[ИСХОДНЫЙ ТЕКСТ]
Кроме формального права, на решение итальянского и румынского правительств повлияло присоединение Великобритании к Франко-Русскому союзу, придавшее ему недостававший элемент морской силы и сделавший его непобедимым в длительной войне. Нельзя также забывать, что Италия вышла из периода германофильских увлечений Криспи сильно разочарованной. Эти увлечения не дали ей никаких выгод, колониальных или иных, и привели её к тяжелому экономическому кризису. В силу закона реакции она охотно пошла навстречу попыткам дружественного сближения со стороны г-на Делькассе, а затем через несколько лет и России. В Румынии произошло нечто похожее на это. Как я упомянул, говоря выше об отношениях России к этой державе, в Бухаресте правительство и общественное мнение убедились в справедливости русской точки зрения относительно невозможности достигнуть национального объединения иначе, как при содействии русского правительства. Поэтому ко дню объявления нам войны Германией и Австрией не оказалось в Бухаресте, кроме короля Карла и нескольких неоконсерваторов партии Карпа и Маргиломана, никого, кто бы считал себя связанным договором с Австро-Венгрией, и Румыния, по примеру Италии, объявила о своём нейтралитете, не поддавшись соблазну посулов берлинского кабинета вознаграждения за счет России в виде присоединения Бессарабии. В эту пору, и даже ещё позже, в Бухаресте понимали, насколько подобный подарок был опасен, и желающих идти на эту приманку не нашлось. Надо было без малого три года большевистского хозяйничанья в России для того, чтобы грубое отторжение крепко сросшейся с русским государственным организмом молдаванской окраины сделалось возможным.
[/ИСХОДНЫЙ ТЕКСТ]
[ФРАГМЕНТЫ ЗАПИСЕЙ]
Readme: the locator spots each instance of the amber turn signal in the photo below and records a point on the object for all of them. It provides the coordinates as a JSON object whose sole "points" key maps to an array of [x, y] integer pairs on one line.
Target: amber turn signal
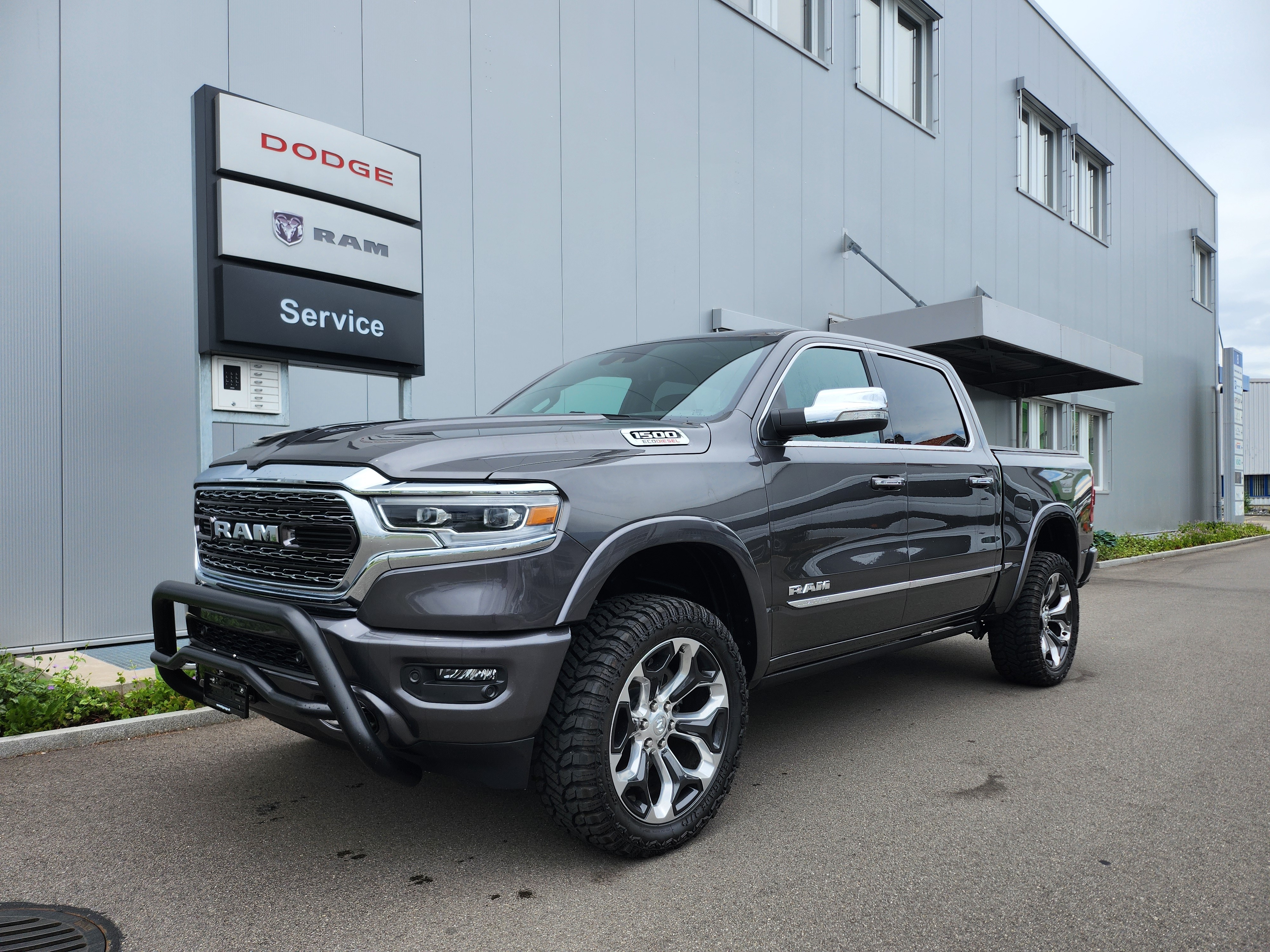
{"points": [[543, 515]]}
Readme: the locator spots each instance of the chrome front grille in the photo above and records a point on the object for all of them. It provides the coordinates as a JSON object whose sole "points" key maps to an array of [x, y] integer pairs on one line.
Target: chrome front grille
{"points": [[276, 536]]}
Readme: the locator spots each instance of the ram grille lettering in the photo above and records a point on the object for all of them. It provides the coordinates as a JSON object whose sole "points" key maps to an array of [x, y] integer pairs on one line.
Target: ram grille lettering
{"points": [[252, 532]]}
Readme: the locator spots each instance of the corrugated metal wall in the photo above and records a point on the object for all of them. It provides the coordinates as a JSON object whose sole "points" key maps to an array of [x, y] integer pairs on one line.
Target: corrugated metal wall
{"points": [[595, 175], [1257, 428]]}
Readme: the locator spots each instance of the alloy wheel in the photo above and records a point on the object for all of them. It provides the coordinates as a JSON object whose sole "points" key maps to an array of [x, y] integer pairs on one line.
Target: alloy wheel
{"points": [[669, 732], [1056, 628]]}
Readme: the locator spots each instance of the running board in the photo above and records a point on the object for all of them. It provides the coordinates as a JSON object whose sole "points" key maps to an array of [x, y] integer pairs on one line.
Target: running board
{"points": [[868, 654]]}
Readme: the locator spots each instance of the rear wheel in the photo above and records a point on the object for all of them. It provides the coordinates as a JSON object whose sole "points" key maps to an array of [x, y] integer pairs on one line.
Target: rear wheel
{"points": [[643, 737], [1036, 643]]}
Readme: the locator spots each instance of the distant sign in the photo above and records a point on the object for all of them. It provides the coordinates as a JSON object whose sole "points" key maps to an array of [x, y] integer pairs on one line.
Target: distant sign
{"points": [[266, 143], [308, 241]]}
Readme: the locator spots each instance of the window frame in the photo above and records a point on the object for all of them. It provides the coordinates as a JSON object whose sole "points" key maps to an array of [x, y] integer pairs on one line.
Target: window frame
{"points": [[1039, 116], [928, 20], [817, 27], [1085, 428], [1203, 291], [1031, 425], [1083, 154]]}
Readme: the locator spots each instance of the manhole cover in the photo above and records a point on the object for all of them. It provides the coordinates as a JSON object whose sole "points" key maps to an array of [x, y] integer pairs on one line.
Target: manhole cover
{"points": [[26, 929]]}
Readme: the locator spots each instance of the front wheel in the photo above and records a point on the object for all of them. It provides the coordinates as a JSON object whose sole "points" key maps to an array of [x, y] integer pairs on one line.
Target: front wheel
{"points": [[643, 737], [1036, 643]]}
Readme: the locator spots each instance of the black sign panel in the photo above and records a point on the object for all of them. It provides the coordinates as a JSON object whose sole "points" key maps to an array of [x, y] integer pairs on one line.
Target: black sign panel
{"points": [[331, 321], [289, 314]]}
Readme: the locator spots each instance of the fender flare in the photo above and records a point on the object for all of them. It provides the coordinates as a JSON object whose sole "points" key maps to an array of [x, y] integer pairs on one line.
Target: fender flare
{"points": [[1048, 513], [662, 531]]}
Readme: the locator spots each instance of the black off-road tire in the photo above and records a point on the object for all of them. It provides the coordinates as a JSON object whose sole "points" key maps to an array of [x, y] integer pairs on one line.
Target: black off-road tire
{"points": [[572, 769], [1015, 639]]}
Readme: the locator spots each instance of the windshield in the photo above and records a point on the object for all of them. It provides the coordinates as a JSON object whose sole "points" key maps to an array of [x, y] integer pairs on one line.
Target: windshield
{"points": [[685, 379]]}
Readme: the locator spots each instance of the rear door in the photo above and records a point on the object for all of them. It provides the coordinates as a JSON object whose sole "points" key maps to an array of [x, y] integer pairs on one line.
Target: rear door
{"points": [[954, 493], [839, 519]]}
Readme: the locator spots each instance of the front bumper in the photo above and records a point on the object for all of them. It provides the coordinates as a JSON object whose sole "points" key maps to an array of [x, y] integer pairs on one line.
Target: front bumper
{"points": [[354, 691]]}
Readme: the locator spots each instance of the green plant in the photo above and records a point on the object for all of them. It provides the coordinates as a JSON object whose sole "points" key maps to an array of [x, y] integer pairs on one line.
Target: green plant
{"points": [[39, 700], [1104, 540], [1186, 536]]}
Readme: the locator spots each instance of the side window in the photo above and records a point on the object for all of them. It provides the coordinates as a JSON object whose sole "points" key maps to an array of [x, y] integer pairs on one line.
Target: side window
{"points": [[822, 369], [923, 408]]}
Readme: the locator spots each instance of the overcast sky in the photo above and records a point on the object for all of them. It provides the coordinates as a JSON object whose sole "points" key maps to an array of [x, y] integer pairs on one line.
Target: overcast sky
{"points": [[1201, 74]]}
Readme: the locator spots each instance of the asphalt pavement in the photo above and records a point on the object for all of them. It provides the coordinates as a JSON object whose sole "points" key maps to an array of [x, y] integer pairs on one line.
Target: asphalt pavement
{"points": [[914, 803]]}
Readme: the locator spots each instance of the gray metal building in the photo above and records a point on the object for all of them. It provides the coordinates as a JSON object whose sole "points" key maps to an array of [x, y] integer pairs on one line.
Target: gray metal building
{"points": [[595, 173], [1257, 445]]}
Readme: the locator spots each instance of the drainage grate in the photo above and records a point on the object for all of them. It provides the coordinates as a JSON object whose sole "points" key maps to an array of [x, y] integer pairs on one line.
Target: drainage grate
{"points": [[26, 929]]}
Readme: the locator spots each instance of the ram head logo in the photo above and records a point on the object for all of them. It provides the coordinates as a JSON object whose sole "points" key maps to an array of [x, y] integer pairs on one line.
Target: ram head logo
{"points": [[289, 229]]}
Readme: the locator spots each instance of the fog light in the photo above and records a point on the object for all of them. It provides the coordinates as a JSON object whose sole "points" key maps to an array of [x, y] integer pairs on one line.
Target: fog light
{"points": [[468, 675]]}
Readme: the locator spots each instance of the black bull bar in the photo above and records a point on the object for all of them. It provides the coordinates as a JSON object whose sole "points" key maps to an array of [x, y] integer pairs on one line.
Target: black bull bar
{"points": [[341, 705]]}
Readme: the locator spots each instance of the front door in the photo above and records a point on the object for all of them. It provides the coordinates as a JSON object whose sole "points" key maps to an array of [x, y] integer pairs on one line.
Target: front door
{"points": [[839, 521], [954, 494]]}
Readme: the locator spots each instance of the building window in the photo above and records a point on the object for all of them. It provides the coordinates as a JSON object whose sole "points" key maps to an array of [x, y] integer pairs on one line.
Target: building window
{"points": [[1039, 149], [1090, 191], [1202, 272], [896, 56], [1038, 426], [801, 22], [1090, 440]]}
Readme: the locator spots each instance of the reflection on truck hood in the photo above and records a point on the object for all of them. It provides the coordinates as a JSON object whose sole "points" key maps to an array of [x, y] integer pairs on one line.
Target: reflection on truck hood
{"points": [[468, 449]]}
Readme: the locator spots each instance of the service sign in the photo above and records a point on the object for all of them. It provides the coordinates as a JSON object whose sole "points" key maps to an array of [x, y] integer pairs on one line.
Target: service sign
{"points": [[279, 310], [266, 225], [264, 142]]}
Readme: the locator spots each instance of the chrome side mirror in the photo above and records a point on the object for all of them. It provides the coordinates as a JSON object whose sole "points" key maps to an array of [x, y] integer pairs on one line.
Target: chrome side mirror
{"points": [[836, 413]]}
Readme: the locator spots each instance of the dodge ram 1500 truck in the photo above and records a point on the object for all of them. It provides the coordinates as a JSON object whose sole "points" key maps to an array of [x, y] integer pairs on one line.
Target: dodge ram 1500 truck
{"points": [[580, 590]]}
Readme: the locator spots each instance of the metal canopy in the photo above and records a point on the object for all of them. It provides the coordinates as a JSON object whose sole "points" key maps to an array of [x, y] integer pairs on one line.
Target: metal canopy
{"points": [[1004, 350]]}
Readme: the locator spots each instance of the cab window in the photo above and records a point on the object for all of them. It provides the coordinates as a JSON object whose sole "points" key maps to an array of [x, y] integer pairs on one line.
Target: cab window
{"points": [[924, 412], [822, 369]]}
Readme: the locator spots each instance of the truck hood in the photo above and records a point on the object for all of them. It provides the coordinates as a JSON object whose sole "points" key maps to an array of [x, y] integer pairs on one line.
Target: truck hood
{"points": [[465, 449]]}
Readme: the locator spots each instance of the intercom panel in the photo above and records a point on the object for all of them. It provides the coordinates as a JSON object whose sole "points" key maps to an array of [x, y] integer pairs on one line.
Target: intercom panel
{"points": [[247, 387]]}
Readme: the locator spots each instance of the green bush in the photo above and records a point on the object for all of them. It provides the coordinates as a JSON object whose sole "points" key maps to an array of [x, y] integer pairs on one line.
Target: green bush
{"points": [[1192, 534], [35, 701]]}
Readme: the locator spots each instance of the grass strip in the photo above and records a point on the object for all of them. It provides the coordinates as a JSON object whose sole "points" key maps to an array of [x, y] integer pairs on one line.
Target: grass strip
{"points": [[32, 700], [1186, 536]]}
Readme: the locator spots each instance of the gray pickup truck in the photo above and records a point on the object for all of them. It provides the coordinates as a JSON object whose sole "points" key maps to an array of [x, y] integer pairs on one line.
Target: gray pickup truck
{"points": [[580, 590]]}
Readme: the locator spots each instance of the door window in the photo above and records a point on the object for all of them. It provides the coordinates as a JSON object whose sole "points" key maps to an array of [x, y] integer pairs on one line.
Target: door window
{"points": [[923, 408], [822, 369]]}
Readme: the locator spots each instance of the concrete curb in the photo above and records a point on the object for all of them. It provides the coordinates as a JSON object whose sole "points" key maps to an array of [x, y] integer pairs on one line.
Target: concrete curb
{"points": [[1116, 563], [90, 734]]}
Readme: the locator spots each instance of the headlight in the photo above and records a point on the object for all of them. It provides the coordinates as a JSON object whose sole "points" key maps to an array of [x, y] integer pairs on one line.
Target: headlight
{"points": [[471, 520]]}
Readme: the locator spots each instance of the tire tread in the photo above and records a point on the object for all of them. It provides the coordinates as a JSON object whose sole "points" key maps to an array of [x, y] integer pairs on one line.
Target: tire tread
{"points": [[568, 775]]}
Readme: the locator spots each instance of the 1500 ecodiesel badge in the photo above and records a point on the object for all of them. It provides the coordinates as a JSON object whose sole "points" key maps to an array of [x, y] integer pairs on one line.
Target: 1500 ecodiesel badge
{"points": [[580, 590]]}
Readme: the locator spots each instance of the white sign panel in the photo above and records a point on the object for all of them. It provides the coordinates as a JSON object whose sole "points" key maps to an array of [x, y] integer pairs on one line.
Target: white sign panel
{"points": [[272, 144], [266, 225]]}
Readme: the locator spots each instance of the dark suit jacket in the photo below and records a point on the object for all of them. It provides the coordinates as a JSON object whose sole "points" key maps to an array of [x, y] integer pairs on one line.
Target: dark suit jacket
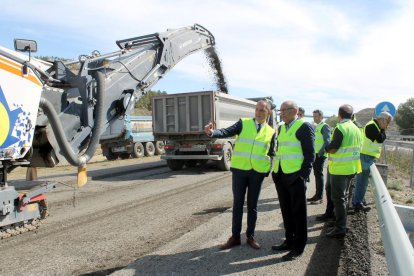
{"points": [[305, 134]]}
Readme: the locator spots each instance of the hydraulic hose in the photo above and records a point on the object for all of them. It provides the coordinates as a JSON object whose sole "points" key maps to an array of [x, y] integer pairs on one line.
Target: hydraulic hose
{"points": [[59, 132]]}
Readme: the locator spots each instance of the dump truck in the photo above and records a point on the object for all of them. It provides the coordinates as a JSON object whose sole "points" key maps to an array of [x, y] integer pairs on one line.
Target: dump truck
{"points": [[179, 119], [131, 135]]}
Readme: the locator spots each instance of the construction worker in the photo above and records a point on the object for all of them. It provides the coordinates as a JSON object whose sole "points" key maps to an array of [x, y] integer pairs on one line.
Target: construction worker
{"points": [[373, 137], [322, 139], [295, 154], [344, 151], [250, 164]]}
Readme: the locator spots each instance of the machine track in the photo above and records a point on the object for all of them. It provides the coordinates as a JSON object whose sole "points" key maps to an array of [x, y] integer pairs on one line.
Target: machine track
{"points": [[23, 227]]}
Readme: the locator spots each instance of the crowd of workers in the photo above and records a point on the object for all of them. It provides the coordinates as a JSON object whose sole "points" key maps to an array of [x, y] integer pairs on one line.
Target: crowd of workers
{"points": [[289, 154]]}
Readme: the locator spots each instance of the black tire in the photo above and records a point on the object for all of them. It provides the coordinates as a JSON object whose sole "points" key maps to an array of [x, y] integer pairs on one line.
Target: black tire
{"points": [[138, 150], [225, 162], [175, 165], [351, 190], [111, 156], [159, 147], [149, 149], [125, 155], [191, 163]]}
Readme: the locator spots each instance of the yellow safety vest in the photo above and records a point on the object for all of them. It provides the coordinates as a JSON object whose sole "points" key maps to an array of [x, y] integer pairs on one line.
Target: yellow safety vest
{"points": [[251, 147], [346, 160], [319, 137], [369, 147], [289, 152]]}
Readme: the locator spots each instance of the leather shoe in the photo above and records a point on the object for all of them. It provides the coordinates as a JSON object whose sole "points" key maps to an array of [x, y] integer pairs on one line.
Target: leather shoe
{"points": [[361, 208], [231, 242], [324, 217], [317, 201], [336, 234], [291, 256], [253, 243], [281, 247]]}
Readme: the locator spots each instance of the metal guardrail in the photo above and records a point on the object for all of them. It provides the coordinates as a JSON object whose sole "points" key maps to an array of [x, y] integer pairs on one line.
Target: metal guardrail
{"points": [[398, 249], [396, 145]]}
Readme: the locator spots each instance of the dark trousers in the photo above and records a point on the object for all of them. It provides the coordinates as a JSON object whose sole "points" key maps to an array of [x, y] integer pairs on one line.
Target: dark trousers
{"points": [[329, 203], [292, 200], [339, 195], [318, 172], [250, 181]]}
[/ФРАГМЕНТЫ ЗАПИСЕЙ]
> **ЗАДАНИЯ**:
1) Объясните по исходному тексту, почему Италия охотно пошла навстречу попыткам сближения со стороны г-на Делькассе. Ответ дайте в одном–трёх предложениях.
2) Перечислите всех людей, которых исходный текст называет по имени или фамилии.
3) Определите, согласуются ли с исходным текстом следующие утверждения, и подтвердите каждый ответ точной цитатой. (a) Присоединение Великобритании придало Франко-Русскому союзу элемент морской силы. (b) Берлинский кабинет сулил Румынии вознаграждение за счёт Австро-Венгрии. (c) Король Карл считал Румынию связанной договором с Австро-Венгрией.

> **ОТВЕТЫ К ЗАДАНИЯМ**:
1) Германофильские увлечения Криспи не дали Италии никаких выгод, ни колониальных, ни иных, и привели её к тяжёлому экономическому кризису. Италия вышла из этого периода сильно разочарованной и в силу закона реакции охотно пошла навстречу сближению.

2) Криспи, Делькассе, король Карл, Карп, Маргиломан.

3)
(a) Да: «присоединение Великобритании к Франко-Русскому союзу, придавшее ему недостававший элемент морской силы».
(b) Нет: «посулов берлинского кабинета вознаграждения за счет России в виде присоединения Бессарабии».
(c) Да: «не оказалось в Бухаресте, кроме короля Карла и нескольких неоконсерваторов партии Карпа и Маргиломана, никого, кто бы считал себя связанным договором с Австро-Венгрией».